→ **Check your understanding**
**a.** Duplicate a portion of the migraine passage, starting with "Health Information" and going on through "sufferers are women.".
**b.** According to the migraine passage, what share of all migraine sufferers are women?
**c.** List every symptom that the migraine passage says often accompanies these headaches.

→ **Excerpted passage**
========================
Health Information
Migraine & Headaches
The excruciating, throbbing pain of this condition which, at its worse, can land a sufferer in bed for a day or incapacitate them for several days. These debilitating headaches are often accompanied by vision sensitivities (even temporary blindness), nausea, shaking, vomiting, fatigue, depression, skin problems, and irritable bowel, all symptoms that compound the suffering. Statistically, headaches cripple more people than motorcycle accidents, car collisions, and industrial accidents combined. Many get chronic, recurring headaches, and that number increases every year. 70 percent of all migraine sufferers are women.
========================
→ **The data**
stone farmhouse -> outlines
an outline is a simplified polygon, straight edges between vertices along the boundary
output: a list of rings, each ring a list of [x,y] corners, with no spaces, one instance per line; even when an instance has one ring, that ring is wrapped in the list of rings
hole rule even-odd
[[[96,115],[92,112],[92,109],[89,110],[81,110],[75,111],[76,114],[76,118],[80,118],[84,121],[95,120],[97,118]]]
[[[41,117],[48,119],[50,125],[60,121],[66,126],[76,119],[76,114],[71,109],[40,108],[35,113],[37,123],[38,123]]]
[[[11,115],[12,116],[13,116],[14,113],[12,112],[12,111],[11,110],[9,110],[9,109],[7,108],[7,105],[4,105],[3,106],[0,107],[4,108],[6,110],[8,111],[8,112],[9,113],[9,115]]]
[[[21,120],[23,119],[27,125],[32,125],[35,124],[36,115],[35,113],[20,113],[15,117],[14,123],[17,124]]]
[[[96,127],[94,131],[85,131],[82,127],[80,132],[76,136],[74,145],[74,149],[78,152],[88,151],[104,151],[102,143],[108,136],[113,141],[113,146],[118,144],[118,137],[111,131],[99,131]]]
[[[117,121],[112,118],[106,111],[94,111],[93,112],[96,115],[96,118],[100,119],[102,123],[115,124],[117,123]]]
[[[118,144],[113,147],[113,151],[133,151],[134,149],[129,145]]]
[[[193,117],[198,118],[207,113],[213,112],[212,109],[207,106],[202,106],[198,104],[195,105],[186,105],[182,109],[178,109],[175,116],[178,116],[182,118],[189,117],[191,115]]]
========================
→ **Solutions to the problems**
**a.**
Health Information
Migraine & Headaches
The excruciating, throbbing pain of this condition which, at its worse, can land a sufferer in bed for a day or incapacitate them for several days. These debilitating headaches are often accompanied by vision sensitivities (even temporary blindness), nausea, shaking, vomiting, fatigue, depression, skin problems, and irritable bowel, all symptoms that compound the suffering. Statistically, headaches cripple more people than motorcycle accidents, car collisions, and industrial accidents combined. Many get chronic, recurring headaches, and that number increases every year. 70 percent of all migraine sufferers are women.

**b.** 70 percent.

**c.**
- vision sensitivities (even temporary blindness)
- nausea
- shaking
- vomiting
- fatigue
- depression
- skin problems
- irritable bowel